**Bacaan Pilihan**
*-*-*
Menyongsong Harapan Baru
Oleh : Windiarto Kardono*
“Think Globally and Act Locally”, begitu prolog MAR mengawali tausiyah politiknya di hadapan kader pengurus DPW dan DPD PAN Jawa Timur, Jawa Tengah dan Daerah Istimewa Jogjakarta.
Kondisi tata nilai dan geo ekonomi politik global di tandai dengan terjadinya kemerosotan nilai moral dan bertekuk lututnya kebijakan politik di hadapan korporasi internasional.
MAR juga menyebut riset ‘Oxfam Foundation’ menunjukkan jurang kemiskinan yg semakin menganga lebar di berbagai belahan dunia, semakin eksesifnya praktek korporatokrasi berakibat penumpukan kekayaan pada segelintir orang.
Data Oxfam juga menunjukkan kekayaan 8 orang pemilik korporasi internasional berbanding lurus dg jumlah kekayaan separoh penduduk dunia.
Terjadi pula pergeseran tata nilai politik, konsepsi demokrasi yang semustinya berorientasi pada rakyat menjadi berorientasi pada korporasi.
Hukum besi oligarkhi telah menciptakan ‘corporate state’, bahkan dengan daya dukung penggunaan perkembangan teknologi di dunia politik dan pertahanan melalui ‘Artificial Intelligent Drone Weapons’ mengakibatkan seluruh sektor dari produk kebijakan politik baik eksekutif, legislatif dan yudikatif adalah hamba sahaya di hadapan para pemilik modal dan korporasi.
Dalam beberapa waktu ke depan, MAR akan terus mengajak seluruh stakeholder PAN untuk ‘berfikir strategis’ dan mondial atas situasi kondisi kekinian dan kontemporer, lebih dari itu MAR juga hendak mengajak untuk ‘bertindak taktis’, sesuai konteks kemampuan, peran dan lingkungan yang kita hadapi masing masing.
Dalam konteks PAN, tentu bacaan terhadap situasi kondisi objektif global dan nasional, serta kemampuan menilik kondisi subjektif partai secara nasional dan lokal di masing masing wilayah akan menjadi ‘daya hidup’ partai yang terus menerus bergerak ke arah kemajuan.
Sebagaimana dalil, ‘Hari ini harus lebih baik daripada kemarin, besok harus lebih baik daripada hari ini’. Perubahan yang dikehendaki bukan semata-mata pada nilai yang otonom, melainkan pada konsekuensi-konsekuensi yang dilahirkannya.
*-*-*
**Isi Data**
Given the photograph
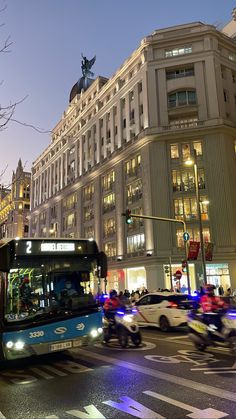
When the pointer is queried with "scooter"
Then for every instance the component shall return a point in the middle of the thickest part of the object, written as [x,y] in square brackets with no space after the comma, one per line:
*-*-*
**Petunjuk**
#1 Untuk setiap pernyataan berikut, jawab ya atau tidak: apakah pernyataan itu sesuai dengan artikel tentang tausiyah politik MAR? Sertakan kutipan persis dari artikel yang menjadi dasar jawaban. (a) Riset Oxfam yang disebut MAR menunjukkan jurang kemiskinan makin lebar di berbagai belahan dunia. (b) MAR menyampaikan tausiyah politiknya di hadapan kader pengurus PAN dari Jawa Barat. (c) Selain berpikir strategis, MAR juga hendak mengajak untuk bertindak taktis.
#2 Tuliskan kembali bagian artikel tentang tausiyah politik MAR, mulai dari "Terjadi pula pergeseran" dan terus sampai "modal dan korporasi.".
#3 Lanjutkan artikel tentang tausiyah politik MAR, mulai setelah kalimat terakhirnya.

**Jawaban Soal**
#1
(a) Ya: "jurang kemiskinan yg semakin menganga lebar di berbagai belahan dunia"
(b) Tidak: "Jawa Timur, Jawa Tengah dan Daerah Istimewa Jogjakarta"
(c) Ya: "MAR juga hendak mengajak untuk ‘bertindak taktis’"

#2
Terjadi pula pergeseran tata nilai politik, konsepsi demokrasi yang semustinya berorientasi pada rakyat menjadi berorientasi pada korporasi.
Hukum besi oligarkhi telah menciptakan ‘corporate state’, bahkan dengan daya dukung penggunaan perkembangan teknologi di dunia politik dan pertahanan melalui ‘Artificial Intelligent Drone Weapons’ mengakibatkan seluruh sektor dari produk kebijakan politik baik eksekutif, legislatif dan yudikatif adalah hamba sahaya di hadapan para pemilik modal dan korporasi.

#3
Aksioma perubahan seperti itu penting dikemukakan karena objeknya adalah partai politik, yang ukuran baik buruknya tak sekadar normatif ontologis, epistemologis, dan matematis hasil elektoral kediriannya, melainkan juga aksiologis, sejauh mana ke’manfaatan’nya bagi seluruh stakeholder partai dan masyarakat.
Sebagaimana selama ini kita mendapatkan pelajaran penting yang bisa kita ambil dari Barisan Para Mantan Ketua Umum PAN yang telah menjadi suri tauladan terbaik bagi partai dengan warisan kepemimpinan pada periode masing-masingnya.
Hal itu sejalan dengan fungsi dan peranan partai politik, yang disebut Thomas Meyer sebagai elemen terpenting dalam demokrasi, yang menggabungkan berbagai kepentingan dalam masyarakat dan mengubahnya menjadi program politik yang konkret.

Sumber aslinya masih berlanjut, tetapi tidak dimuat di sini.